### EXERCISE DIRECTIONS:
Whenever a line below mentions the word "pillow", that line should be copied.

++++

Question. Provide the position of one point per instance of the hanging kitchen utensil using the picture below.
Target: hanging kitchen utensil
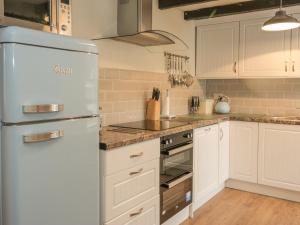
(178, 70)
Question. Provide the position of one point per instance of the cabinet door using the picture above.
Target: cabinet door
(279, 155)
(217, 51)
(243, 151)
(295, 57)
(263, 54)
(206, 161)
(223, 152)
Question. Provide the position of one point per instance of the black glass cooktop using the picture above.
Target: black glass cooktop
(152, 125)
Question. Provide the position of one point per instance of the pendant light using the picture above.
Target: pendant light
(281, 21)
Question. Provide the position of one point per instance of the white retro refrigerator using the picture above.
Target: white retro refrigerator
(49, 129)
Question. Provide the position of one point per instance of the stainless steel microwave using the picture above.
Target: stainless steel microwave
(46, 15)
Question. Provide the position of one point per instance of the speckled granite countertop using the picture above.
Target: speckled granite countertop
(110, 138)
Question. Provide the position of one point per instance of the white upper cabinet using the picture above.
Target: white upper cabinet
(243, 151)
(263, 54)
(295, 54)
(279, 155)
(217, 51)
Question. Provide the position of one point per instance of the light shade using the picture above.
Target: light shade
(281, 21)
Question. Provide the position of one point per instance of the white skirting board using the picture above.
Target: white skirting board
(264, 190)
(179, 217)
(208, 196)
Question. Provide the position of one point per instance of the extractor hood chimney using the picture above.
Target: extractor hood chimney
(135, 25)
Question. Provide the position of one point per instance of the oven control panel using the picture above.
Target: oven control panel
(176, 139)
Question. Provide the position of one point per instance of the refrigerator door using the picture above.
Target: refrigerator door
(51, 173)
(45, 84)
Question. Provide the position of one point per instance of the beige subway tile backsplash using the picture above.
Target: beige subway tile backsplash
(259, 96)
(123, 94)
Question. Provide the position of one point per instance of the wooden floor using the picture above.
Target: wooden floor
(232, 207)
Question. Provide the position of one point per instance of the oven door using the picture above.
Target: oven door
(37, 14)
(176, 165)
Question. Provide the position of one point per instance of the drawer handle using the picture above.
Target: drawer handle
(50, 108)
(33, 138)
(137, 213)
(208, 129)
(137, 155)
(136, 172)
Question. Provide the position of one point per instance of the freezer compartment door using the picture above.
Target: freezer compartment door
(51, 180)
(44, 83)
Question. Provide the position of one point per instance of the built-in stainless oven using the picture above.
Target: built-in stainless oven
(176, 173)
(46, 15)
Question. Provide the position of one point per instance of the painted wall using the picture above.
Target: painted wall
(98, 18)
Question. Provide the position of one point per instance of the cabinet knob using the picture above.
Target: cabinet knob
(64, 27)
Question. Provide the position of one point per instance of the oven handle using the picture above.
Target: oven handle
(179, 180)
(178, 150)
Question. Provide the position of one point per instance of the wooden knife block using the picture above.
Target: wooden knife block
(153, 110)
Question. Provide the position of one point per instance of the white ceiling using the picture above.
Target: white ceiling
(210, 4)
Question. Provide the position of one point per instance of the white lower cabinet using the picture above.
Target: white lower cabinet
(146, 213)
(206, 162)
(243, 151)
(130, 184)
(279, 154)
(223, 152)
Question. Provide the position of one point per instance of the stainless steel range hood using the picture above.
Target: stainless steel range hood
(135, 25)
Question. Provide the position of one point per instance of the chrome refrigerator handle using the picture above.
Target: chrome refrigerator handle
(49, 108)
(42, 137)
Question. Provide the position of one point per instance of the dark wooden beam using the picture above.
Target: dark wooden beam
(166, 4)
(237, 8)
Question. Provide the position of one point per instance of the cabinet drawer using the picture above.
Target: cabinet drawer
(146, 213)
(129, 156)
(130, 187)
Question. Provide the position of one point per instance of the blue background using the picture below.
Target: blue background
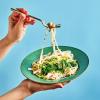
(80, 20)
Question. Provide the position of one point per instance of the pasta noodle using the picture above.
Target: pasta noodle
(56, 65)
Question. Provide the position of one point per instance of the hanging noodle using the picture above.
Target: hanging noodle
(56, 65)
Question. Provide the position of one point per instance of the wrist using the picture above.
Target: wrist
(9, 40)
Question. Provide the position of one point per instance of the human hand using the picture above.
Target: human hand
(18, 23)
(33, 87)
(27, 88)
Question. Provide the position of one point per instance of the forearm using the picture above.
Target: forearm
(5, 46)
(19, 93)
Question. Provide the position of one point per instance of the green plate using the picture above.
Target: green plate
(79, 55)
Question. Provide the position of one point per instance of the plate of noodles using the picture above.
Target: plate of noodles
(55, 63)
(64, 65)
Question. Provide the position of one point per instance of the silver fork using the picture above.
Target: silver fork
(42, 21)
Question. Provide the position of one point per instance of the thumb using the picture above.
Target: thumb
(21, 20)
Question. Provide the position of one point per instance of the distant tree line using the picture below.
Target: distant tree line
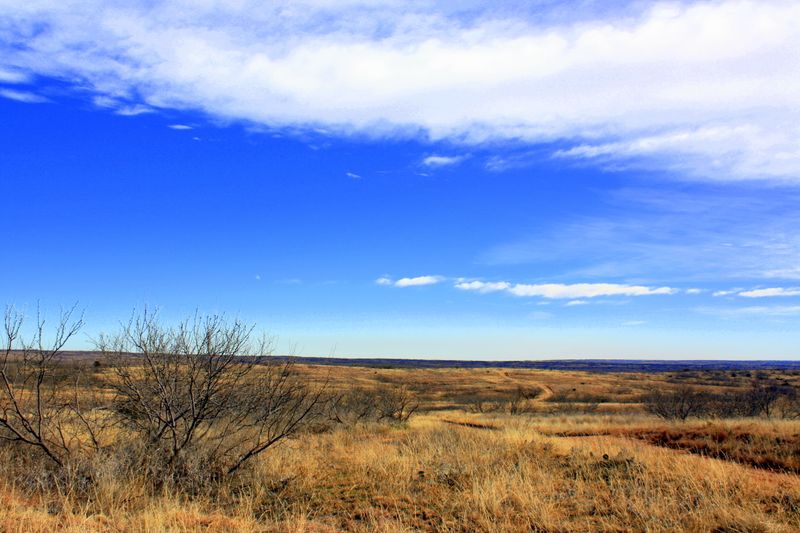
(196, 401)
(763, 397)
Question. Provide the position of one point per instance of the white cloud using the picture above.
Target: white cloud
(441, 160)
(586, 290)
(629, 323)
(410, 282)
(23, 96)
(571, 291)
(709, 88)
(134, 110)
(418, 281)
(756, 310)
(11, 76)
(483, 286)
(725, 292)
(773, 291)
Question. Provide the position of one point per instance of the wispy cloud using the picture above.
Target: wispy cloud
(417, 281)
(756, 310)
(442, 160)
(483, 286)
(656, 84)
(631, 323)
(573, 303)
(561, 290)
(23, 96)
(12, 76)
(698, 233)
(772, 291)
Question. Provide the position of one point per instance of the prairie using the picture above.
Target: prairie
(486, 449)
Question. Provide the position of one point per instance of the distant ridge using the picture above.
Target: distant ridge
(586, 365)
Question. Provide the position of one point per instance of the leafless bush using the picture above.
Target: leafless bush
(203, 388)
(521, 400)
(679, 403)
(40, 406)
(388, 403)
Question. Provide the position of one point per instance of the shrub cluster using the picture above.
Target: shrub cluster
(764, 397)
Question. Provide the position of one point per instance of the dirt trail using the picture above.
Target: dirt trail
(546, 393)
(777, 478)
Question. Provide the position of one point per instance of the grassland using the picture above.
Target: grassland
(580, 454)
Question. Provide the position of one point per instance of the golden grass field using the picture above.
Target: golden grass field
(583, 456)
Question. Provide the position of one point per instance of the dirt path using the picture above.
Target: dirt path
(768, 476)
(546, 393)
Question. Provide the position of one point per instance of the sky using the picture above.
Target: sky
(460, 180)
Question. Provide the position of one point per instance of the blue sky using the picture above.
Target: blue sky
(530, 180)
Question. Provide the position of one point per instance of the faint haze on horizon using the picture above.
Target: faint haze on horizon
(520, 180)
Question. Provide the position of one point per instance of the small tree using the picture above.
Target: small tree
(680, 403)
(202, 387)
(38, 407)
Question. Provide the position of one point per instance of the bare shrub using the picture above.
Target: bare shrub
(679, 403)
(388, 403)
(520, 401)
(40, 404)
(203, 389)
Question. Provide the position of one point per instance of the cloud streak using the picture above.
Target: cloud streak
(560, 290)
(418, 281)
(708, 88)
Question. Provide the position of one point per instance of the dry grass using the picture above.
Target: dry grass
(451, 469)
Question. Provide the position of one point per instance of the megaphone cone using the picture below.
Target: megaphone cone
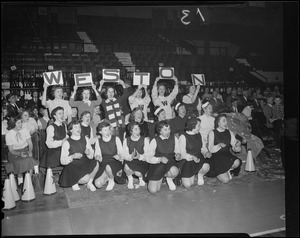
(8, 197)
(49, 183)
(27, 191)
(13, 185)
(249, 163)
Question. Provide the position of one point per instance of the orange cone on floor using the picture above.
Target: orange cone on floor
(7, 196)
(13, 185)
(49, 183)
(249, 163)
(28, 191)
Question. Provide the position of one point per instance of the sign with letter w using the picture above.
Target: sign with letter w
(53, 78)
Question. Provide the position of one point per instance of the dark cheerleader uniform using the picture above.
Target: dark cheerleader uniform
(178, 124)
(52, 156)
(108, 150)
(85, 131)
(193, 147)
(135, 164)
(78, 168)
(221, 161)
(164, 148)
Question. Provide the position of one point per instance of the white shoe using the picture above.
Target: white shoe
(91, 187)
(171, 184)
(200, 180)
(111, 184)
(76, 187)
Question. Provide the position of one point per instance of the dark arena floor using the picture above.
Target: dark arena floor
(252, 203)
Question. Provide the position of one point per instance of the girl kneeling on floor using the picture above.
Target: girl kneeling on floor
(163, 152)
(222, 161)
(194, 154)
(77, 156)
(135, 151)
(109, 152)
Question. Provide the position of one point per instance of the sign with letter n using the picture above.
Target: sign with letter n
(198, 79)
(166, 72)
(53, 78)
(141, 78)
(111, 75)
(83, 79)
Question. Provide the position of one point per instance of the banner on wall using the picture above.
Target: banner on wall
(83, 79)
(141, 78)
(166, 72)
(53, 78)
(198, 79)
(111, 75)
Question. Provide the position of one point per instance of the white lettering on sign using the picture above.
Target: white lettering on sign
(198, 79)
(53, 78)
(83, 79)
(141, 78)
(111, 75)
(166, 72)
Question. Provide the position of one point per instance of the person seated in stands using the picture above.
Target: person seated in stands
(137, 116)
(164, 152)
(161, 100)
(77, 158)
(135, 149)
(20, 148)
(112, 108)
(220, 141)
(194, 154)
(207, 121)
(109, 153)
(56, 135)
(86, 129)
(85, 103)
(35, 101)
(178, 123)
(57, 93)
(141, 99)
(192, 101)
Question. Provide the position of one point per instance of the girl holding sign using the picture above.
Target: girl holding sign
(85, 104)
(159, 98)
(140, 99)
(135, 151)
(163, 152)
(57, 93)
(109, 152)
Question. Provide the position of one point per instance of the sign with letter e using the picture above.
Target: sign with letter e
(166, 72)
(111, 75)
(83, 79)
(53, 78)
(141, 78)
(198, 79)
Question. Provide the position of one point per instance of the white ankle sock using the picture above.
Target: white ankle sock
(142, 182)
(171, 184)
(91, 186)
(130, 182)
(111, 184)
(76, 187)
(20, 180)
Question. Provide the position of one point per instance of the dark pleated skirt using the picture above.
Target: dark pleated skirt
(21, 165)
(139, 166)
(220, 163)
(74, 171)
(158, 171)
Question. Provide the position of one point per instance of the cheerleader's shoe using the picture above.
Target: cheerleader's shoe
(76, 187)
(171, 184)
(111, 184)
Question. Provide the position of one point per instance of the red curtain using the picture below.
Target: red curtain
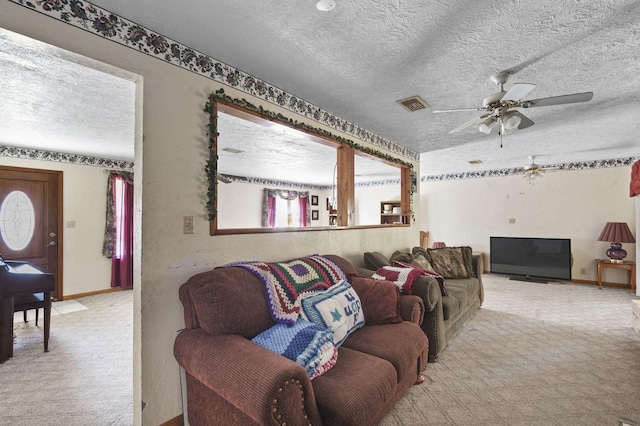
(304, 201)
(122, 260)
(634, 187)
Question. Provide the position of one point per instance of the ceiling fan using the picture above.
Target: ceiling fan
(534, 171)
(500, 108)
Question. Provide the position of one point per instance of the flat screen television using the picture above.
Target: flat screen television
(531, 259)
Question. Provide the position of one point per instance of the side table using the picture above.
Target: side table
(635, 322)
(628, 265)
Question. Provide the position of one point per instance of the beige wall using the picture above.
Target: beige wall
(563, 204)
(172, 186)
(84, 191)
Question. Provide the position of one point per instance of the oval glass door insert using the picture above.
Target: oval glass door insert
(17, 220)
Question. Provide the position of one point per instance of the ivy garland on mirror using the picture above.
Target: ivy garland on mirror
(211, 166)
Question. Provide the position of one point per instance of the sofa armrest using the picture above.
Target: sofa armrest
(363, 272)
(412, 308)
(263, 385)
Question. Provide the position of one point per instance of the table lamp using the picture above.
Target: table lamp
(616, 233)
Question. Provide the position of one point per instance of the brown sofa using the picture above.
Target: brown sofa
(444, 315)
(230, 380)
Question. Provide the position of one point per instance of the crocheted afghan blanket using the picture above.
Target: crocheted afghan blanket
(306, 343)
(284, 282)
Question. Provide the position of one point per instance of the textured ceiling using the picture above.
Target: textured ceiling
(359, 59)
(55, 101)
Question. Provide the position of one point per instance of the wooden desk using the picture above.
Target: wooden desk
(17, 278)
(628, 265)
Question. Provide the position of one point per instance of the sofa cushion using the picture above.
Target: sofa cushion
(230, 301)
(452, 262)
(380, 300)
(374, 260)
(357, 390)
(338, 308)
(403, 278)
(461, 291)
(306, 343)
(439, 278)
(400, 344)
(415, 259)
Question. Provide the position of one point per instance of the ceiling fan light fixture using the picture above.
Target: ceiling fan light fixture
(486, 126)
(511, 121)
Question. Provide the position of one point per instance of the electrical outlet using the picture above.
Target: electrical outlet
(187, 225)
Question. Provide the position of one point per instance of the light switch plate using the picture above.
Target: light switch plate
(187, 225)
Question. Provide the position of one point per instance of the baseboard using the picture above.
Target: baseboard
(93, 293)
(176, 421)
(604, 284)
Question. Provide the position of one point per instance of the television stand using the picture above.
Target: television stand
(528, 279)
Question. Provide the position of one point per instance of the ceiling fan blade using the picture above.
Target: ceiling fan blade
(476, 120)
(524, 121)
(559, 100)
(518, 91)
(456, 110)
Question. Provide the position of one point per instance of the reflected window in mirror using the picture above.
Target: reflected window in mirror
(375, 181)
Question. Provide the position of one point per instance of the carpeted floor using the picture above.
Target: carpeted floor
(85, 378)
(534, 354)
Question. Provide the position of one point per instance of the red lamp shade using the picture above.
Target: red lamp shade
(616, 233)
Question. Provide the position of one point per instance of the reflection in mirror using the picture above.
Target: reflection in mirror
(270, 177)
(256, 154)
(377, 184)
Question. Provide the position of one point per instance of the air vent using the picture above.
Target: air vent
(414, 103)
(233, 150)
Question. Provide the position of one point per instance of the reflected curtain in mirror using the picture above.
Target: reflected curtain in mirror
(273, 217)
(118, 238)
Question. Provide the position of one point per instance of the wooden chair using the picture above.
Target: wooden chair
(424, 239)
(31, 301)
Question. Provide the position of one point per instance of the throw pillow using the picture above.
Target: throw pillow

++++

### RESPONSE TO THE EXERCISE:
Question. Provide the position of one point per instance of the throw pillow using the picture above.
Target: throw pillow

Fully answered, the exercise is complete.